- Description of the task -
Change each "record" in the lines below to "place" and leave the rest of the text unchanged.
* Begin Provided records *
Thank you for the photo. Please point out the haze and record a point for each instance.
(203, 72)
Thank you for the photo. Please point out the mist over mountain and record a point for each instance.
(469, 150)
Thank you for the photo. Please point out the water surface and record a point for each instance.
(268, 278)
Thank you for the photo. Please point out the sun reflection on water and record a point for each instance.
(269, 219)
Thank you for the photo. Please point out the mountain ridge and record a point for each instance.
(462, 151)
* End Provided records *
- Exercise response -
Thank you for the photo. Please point out the haze and place a point for each instance.
(203, 72)
Thank you for the photo. Please point out the mist over mountain and place a point for each instance.
(469, 150)
Thank you for the photo. Please point out the water surface and place a point for each instance.
(268, 278)
Thank you for the photo. Please point out the sun reflection on water and place a point for each instance.
(269, 219)
Thank you for the photo. Please point out the mountain ridge and place a point for each instance.
(462, 151)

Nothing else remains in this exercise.